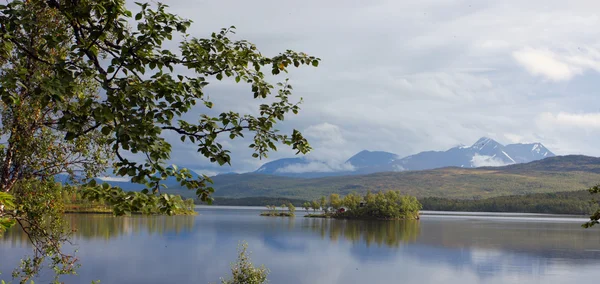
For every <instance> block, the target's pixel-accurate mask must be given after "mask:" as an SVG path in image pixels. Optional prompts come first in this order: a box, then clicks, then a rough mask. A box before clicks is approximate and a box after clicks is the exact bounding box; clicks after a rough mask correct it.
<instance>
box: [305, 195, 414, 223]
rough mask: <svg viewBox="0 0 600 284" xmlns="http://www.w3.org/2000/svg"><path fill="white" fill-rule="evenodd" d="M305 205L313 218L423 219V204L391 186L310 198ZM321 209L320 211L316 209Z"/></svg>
mask: <svg viewBox="0 0 600 284" xmlns="http://www.w3.org/2000/svg"><path fill="white" fill-rule="evenodd" d="M303 208H304V209H305V210H306V212H307V213H308V211H309V209H312V210H313V212H315V213H313V214H308V215H305V216H304V217H309V218H340V219H378V220H397V219H419V211H420V210H421V209H422V208H423V206H422V205H421V203H420V202H419V201H418V200H417V198H415V197H414V196H408V195H402V194H401V193H400V191H396V190H389V191H385V192H383V191H380V192H377V193H372V192H370V191H369V192H367V193H366V194H365V195H364V196H360V195H358V194H355V193H351V194H348V195H346V196H344V197H341V196H340V195H339V194H335V193H334V194H331V195H330V196H329V200H327V198H325V197H321V199H320V200H314V201H312V202H306V203H304V205H303ZM317 211H320V213H316V212H317Z"/></svg>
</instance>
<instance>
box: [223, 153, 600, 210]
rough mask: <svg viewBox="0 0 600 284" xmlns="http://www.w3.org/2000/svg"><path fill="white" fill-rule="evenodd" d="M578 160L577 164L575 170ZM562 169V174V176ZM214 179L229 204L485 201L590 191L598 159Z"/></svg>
mask: <svg viewBox="0 0 600 284" xmlns="http://www.w3.org/2000/svg"><path fill="white" fill-rule="evenodd" d="M578 159H581V163H580V164H578V165H576V161H577V160H578ZM547 160H549V161H547ZM563 163H564V165H565V168H564V169H562V170H561V168H560V165H561V164H563ZM528 168H531V169H530V170H529V169H528ZM212 179H213V181H214V184H213V187H214V188H215V189H216V193H215V196H217V197H227V198H244V197H257V196H264V197H277V198H290V199H303V200H314V199H317V198H320V197H321V196H329V195H330V194H331V193H337V194H340V195H347V194H349V193H351V192H357V193H359V194H364V193H365V192H367V191H368V190H375V191H379V190H386V189H390V188H393V189H397V190H400V191H401V192H402V193H403V194H407V195H412V196H416V197H418V198H423V197H440V198H452V199H472V198H473V197H476V198H478V199H485V198H490V197H497V196H506V195H524V194H533V193H551V192H563V191H579V190H583V189H586V188H590V187H591V186H594V185H595V184H596V183H597V182H598V181H599V180H600V159H599V158H590V157H582V156H574V157H572V156H565V157H552V158H548V159H544V160H542V161H536V162H533V163H529V164H522V165H512V166H506V167H499V168H477V169H463V168H443V169H436V170H427V171H409V172H388V173H376V174H370V175H361V176H343V177H326V178H315V179H300V178H290V177H280V176H269V175H261V174H240V175H222V176H216V177H213V178H212Z"/></svg>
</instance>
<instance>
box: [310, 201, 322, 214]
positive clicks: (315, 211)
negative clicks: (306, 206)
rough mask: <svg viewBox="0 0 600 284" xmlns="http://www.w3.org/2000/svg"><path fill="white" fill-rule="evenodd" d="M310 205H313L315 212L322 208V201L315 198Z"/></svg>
mask: <svg viewBox="0 0 600 284" xmlns="http://www.w3.org/2000/svg"><path fill="white" fill-rule="evenodd" d="M310 207H312V209H313V211H315V212H316V211H317V210H320V209H321V203H319V201H316V200H313V201H312V202H311V203H310Z"/></svg>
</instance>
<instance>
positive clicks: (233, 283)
mask: <svg viewBox="0 0 600 284" xmlns="http://www.w3.org/2000/svg"><path fill="white" fill-rule="evenodd" d="M238 253H239V254H238V259H237V262H235V263H232V264H231V274H232V276H231V279H221V283H222V284H263V283H267V275H269V270H268V269H266V268H265V267H264V266H260V267H255V266H254V265H253V264H252V262H251V261H250V253H249V252H248V243H246V242H244V243H242V244H241V245H240V246H239V247H238Z"/></svg>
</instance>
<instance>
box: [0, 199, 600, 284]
mask: <svg viewBox="0 0 600 284" xmlns="http://www.w3.org/2000/svg"><path fill="white" fill-rule="evenodd" d="M200 213H201V214H200V215H198V216H182V217H175V218H173V217H143V216H133V217H126V218H113V217H110V216H102V215H73V216H70V218H71V223H72V224H73V225H74V226H75V227H77V228H78V231H77V233H76V235H75V238H76V239H79V240H80V241H79V242H78V243H80V244H81V246H80V249H81V250H80V252H79V253H78V256H81V259H82V264H83V267H82V269H81V270H80V271H79V273H80V275H81V276H77V277H73V278H67V280H72V281H66V283H89V280H93V279H101V280H102V282H103V283H157V282H164V283H190V282H194V283H211V282H212V283H214V282H215V281H218V279H219V277H221V276H224V275H227V274H228V273H229V264H230V262H231V261H233V260H234V259H235V257H236V246H237V244H238V242H239V241H241V240H245V241H247V242H248V243H249V245H250V249H251V250H252V251H253V252H254V254H253V255H252V256H253V260H254V262H255V263H257V264H265V265H266V266H267V267H268V268H269V269H270V270H271V271H272V274H271V275H270V280H271V283H291V284H296V283H298V284H299V283H306V284H308V283H311V284H314V283H396V282H397V281H398V280H399V279H402V280H403V282H406V283H437V282H440V281H446V282H451V283H467V284H468V283H569V282H574V283H590V282H591V280H597V279H598V277H600V270H597V269H595V267H597V266H598V265H600V228H594V229H592V230H585V229H582V228H580V227H579V223H577V222H571V223H564V222H555V221H552V220H550V221H543V220H527V221H514V220H513V221H511V220H498V219H494V220H485V219H483V220H482V219H478V220H473V219H469V218H468V217H464V218H440V217H424V218H422V219H421V220H419V221H358V220H331V219H311V218H302V217H296V218H272V217H260V216H258V213H259V212H258V211H256V212H254V211H247V210H246V211H242V210H204V211H201V212H200ZM4 239H5V242H4V243H3V242H0V256H1V257H0V270H4V271H5V272H6V271H10V269H12V268H14V265H15V264H16V263H17V261H18V257H20V256H22V255H23V254H25V253H27V251H28V250H30V249H28V248H25V247H24V246H23V247H22V248H19V246H12V247H11V246H10V245H6V244H7V243H10V242H12V243H27V242H26V240H25V239H24V236H22V235H21V234H19V232H18V231H11V232H9V233H8V234H7V236H6V237H5V238H4ZM141 263H143V264H144V265H143V266H142V265H140V264H141ZM183 272H185V273H183ZM78 277H79V278H78ZM36 282H43V281H36Z"/></svg>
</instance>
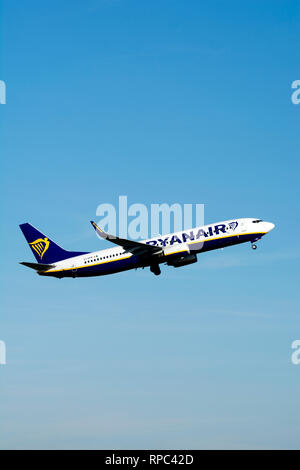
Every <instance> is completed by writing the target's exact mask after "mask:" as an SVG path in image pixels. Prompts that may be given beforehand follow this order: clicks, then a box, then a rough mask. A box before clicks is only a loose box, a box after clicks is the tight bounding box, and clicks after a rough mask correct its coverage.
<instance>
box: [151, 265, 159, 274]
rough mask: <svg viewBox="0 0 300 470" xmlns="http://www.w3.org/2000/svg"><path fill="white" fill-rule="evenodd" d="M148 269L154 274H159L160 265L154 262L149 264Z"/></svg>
mask: <svg viewBox="0 0 300 470" xmlns="http://www.w3.org/2000/svg"><path fill="white" fill-rule="evenodd" d="M150 271H151V272H152V273H153V274H155V276H159V275H160V273H161V270H160V267H159V265H158V264H154V265H152V266H150Z"/></svg>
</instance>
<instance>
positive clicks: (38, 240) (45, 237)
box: [29, 237, 50, 259]
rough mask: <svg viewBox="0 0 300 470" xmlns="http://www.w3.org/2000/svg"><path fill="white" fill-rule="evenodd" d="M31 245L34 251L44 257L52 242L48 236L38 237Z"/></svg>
mask: <svg viewBox="0 0 300 470" xmlns="http://www.w3.org/2000/svg"><path fill="white" fill-rule="evenodd" d="M29 245H31V246H32V248H33V249H34V251H35V252H36V253H37V254H38V255H39V257H40V258H41V259H42V258H43V256H44V254H45V253H46V251H47V250H48V248H49V245H50V242H49V240H48V238H47V237H45V238H38V239H37V240H34V242H31V243H29Z"/></svg>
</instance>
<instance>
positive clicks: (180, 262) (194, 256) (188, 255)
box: [168, 254, 198, 268]
mask: <svg viewBox="0 0 300 470" xmlns="http://www.w3.org/2000/svg"><path fill="white" fill-rule="evenodd" d="M197 261H198V259H197V255H195V254H194V255H191V254H190V255H183V256H180V257H178V258H175V259H172V260H170V261H168V265H169V266H174V268H180V267H181V266H186V265H187V264H193V263H197Z"/></svg>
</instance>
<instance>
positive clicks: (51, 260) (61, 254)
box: [20, 223, 87, 264]
mask: <svg viewBox="0 0 300 470" xmlns="http://www.w3.org/2000/svg"><path fill="white" fill-rule="evenodd" d="M20 229H21V230H22V232H23V235H24V237H25V238H26V240H27V242H28V244H29V246H30V248H31V251H32V253H33V254H34V256H35V259H36V260H37V262H38V263H43V264H51V263H55V262H57V261H61V260H63V259H67V258H72V257H73V256H79V255H84V254H86V253H87V252H86V251H67V250H64V249H63V248H61V247H60V246H59V245H57V244H56V243H54V242H53V241H52V240H51V239H50V238H48V237H46V236H45V235H44V234H43V233H41V232H39V231H38V230H37V229H36V228H34V227H33V226H32V225H30V224H28V223H26V224H21V225H20Z"/></svg>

:: WHAT YOU WILL DO ::
Print the lines from the beginning of the records up to and including the line containing "box: [223, 153, 600, 210]", word for word, with no pictures.

:: OUTPUT BELOW ::
For every <instance> block, the target's pixel-accurate mask must be given after "mask:" as an SVG path in image pixels. Optional prompts come first in this order: a box, then clicks, then a rough mask. A box before clicks is approximate and a box after clicks is the exact bounding box; clicks after a rough mask correct it.
<instance>
box: [305, 195, 414, 223]
rough mask: <svg viewBox="0 0 600 284" xmlns="http://www.w3.org/2000/svg"><path fill="white" fill-rule="evenodd" d="M305 205L313 218L423 219V204L391 186L310 198ZM321 209L320 211L316 209Z"/></svg>
mask: <svg viewBox="0 0 600 284" xmlns="http://www.w3.org/2000/svg"><path fill="white" fill-rule="evenodd" d="M303 208H304V209H305V210H306V212H307V213H308V211H309V209H312V210H313V212H315V213H313V214H308V215H305V216H304V217H309V218H340V219H378V220H397V219H419V211H420V210H421V209H422V208H423V206H422V205H421V203H420V202H419V201H418V200H417V198H415V197H414V196H408V195H402V194H401V193H400V191H396V190H389V191H385V192H383V191H380V192H377V193H372V192H370V191H369V192H367V193H366V194H365V195H364V196H360V195H358V194H355V193H351V194H348V195H346V196H344V197H341V196H340V195H339V194H335V193H334V194H331V195H330V196H329V200H327V198H325V197H321V199H320V200H314V201H312V202H306V203H304V205H303ZM317 211H320V213H316V212H317Z"/></svg>
</instance>
<instance>
box: [223, 153, 600, 210]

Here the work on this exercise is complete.